EXTRAIT SOURCE -
◆ ◆ ◆ ◆

Note de lecture de Nathalie Chocron :

 

L’Origine d’un monde, de Christine Durif-Bruckert

 

 

(éditions invenit, octobre 2021, 114 p., 14 €)

 

En premier lieu, l’objet… le livre est beau. À la fois doux et mat. On ne peut s’empêcher de suivre la découpe parfaitement circulaire sur la couverture, une lucarne de maison, un œilleton dans la porte pour regarder en cachette ; sous les doigts, apparaît le rond de chair tendre de la première page en très gros plan. Peut-être que le nombril nous regarde aussi derrière sa fenêtre ?

La page suivante – double – s’enhardit en un plan plus large qui étreint la partie la plus sauvage du tableau, la troisième page pour le tableau en entier.

Travelling arrière des premières pages – couverture et vélins – comme l’annonce du mouvement du texte : plonger dans les replis puis s’éloigner et prendre tout entière dans les mirettes l’Origine du monde.

Et puis, il y a ces pages noires titrées blanc qui charpentent le livre, font un clin d’œil à la broussaille du pubis dans le tableau, ces pages noires qu’on a envie de regarder avant les autres pages.

Le texte m’a captivée, on est happé par le rythme de sa respiration – un plaisir dans la lecture à haute voix – qui semble marteler le tableau, le sonder, le questionner à bras le corps, brasser chaque portion d’image, chaque reflet, chaque nuance de couleur :

 

Éclairage ensoleillé

La lumière soufflée de l’ombre

l’ombre sauvée par la lumière

cassée par les touches subtiles des demi-teintes

de toutes petites touches allusives

prouesse technique de la provocation

désir de la matière

matières de corps et de peinture

façonnées comme une pâte

en une masse inédite

la glaise d’un autre monde dans laquelle se prennent les rêves.

Refuge des dieux et des déesses

qui conservent et embaument les songes.

La substance est si palpable qu’elle parle instinctivement

la vérité du corps

révèle sa géographie

la poursuit de symboles et de détails en paysages.

Une femme dort

éloignée hors

d’elle-même.

A la cime du corps, rejetée en arrière : l’absence

contrepoids inerte

l’âme du tableau

devenue si légère

dans les interstices du monde. (page 22)

 

Interroger le mystère, le trouble, la nudité, la crudité, l’alliage de symbolique et de perfection triviale du tableau.

◆ ◆ ◆ ◆

LIGNES DE DONNÉES -
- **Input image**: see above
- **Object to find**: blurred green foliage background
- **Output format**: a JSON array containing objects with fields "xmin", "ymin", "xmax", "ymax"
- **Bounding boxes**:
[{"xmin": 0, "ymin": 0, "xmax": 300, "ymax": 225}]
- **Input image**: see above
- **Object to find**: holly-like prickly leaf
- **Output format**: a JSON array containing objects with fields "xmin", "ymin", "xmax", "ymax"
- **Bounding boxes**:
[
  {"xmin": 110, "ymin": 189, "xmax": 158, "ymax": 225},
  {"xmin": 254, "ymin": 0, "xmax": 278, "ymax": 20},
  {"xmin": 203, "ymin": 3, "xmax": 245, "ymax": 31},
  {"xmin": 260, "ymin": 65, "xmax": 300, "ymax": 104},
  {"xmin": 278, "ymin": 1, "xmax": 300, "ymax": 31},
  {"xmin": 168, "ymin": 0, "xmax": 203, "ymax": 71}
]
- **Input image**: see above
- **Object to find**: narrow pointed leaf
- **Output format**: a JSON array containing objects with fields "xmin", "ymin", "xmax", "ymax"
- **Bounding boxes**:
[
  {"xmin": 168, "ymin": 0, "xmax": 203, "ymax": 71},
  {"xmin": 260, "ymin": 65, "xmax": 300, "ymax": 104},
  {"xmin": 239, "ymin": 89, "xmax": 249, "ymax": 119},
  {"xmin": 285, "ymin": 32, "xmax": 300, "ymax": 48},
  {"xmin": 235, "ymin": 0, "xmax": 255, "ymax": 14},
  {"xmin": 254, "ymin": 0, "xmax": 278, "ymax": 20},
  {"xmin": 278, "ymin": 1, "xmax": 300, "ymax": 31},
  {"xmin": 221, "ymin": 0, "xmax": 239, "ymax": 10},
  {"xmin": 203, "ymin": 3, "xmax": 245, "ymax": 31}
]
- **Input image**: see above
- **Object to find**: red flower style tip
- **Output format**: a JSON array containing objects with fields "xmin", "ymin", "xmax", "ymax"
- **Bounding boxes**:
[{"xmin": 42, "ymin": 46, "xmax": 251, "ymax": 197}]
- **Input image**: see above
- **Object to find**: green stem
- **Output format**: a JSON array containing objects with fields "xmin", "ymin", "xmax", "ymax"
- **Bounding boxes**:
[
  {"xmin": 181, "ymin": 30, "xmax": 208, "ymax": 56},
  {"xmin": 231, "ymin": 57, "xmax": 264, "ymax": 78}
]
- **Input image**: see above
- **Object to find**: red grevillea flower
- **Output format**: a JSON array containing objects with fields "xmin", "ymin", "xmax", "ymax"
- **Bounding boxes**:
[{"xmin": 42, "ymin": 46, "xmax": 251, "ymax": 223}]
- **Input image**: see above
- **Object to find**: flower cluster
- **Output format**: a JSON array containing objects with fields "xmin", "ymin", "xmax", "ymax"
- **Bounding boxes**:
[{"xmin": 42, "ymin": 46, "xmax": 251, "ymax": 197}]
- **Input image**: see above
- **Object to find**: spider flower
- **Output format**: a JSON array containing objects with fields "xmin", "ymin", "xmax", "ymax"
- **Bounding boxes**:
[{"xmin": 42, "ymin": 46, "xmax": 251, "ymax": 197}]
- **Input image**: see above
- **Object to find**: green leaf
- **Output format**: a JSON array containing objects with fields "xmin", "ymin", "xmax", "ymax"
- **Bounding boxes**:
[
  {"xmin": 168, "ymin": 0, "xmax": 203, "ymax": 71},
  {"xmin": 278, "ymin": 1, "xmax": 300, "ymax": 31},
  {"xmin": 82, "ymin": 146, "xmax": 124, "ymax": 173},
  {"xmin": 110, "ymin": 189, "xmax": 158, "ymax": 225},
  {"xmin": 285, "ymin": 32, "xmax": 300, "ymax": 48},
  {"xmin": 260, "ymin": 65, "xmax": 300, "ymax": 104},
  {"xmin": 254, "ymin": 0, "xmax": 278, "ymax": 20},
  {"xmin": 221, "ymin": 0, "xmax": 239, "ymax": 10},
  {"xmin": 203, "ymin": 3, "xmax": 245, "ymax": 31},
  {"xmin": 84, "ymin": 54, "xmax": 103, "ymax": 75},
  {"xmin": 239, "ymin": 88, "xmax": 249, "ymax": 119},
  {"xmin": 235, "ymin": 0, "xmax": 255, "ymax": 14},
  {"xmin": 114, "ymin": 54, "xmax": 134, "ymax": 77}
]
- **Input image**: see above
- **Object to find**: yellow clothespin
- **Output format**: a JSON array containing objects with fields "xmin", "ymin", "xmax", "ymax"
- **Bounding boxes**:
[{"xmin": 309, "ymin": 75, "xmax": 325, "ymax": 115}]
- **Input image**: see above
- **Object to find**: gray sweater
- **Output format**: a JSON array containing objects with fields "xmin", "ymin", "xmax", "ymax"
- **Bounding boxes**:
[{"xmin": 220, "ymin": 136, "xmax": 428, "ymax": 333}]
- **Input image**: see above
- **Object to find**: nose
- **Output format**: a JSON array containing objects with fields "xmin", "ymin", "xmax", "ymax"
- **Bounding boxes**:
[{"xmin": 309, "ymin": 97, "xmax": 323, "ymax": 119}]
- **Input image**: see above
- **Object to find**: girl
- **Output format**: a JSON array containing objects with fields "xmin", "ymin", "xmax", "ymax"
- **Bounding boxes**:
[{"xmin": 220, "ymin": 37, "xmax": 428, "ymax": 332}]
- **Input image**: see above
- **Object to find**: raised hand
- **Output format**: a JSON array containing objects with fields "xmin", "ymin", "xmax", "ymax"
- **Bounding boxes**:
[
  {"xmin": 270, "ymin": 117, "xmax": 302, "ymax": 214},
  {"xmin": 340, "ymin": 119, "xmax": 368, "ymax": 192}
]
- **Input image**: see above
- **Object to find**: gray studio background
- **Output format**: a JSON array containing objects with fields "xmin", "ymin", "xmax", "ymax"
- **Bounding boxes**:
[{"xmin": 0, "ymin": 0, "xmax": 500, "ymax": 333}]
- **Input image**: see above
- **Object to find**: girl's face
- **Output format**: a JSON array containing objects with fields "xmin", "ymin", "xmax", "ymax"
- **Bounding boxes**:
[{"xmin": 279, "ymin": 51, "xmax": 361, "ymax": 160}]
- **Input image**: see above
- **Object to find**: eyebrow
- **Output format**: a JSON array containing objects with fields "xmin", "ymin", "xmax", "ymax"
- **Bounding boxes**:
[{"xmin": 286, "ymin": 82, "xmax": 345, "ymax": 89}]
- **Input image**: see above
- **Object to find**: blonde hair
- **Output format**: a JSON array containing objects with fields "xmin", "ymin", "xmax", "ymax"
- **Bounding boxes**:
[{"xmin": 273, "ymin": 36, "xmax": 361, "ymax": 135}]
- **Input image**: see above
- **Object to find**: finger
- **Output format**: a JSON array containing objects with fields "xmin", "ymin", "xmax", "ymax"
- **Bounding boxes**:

◆ ◆ ◆ ◆

TRAVAIL DEMANDÉ - Rédigez la suite de la note de lecture sur L’Origine d’un monde, en commençant après sa dernière phrase.

RÉPONSE -
Chaque image ou métaphore est ciselée : le texte poétique semble résoudre une équation intime entre le temps qu’a pris le regard, le temps qu’ont pris les lectures, le temps de la recherche sur tableau, le peintre, mais aussi celle, antérieure, sur la relation au corps, entre la fréquentation sensible et la fréquentation intellectuelle de l’Origine du monde.

Ce temps, ce temps de travail des mots, comme en miroir, celui de la matière et de la couleur, ce cheminement de Christine Durif-Bruckert « vers » et « dans » le tableau, éclaire, ou plutôt illumine le texte poétique, lui donne ce relief solide, cette texture dense, les images ouvrent autant de pistes à suivre pour apprendre/ comprendre via la seconde partie, plus analytique « A l’origine d’un monde … la chair et le couteau » et ressentir via l’opulence et l’acuité du champ lexical. 

 

La mer se déchaîne

roulis tonique des eaux démontées inlassable ressac contre l’obstacle

dans cette minuscule partie de la lande

d’où monte la rondeur d’une lumière verbale aux frontières de l’origine.

Un trait

incise aussi délicate qu’un fil d’air

dans la largeur de l’infini

Une fente dans l’ordre de la beauté

transformée par le regard en voyage sensoriel.

Le vivant est si tendre en cet endroit

prêt à flamber de la puissance de ses secrets.

Cri dans la chair, chair en cri

musique hurlante.

De fougueuses sensations remontent du fond du tableau

le long d’une même courbe.

L’éblouissement d’une évidence colorée. (page 50)

 

Deux versants d’une expérience d’écriture dont on devine qu’elle a été marquante, éprouvante, peut-être à tailler dans le vif d’une aversion initiale envers l’œuvre-monument de Courbet.

La présence à l’œuvre, l’énergie créatrice, et la ténacité de la chercheuse, ont comme alchimisé cette première réaction trouble pour l’explorer, la raffiner, la transformer en un joyau de lecture.

 

 

©Nathalie Chocron

 

AieMa:Users:Lily:Desktop:photo rails.jpgNathalie Chocron anime des ateliers d’écriture auprès de publics et dans des contextes très variés : milieu carcéral, loisirs, entreprises …

Elle coordonne des projets liés au récit de vie, à la mémoire de quartiers, monte des lectures spectacles, réalise des documentaires sonores autour de ces ateliers.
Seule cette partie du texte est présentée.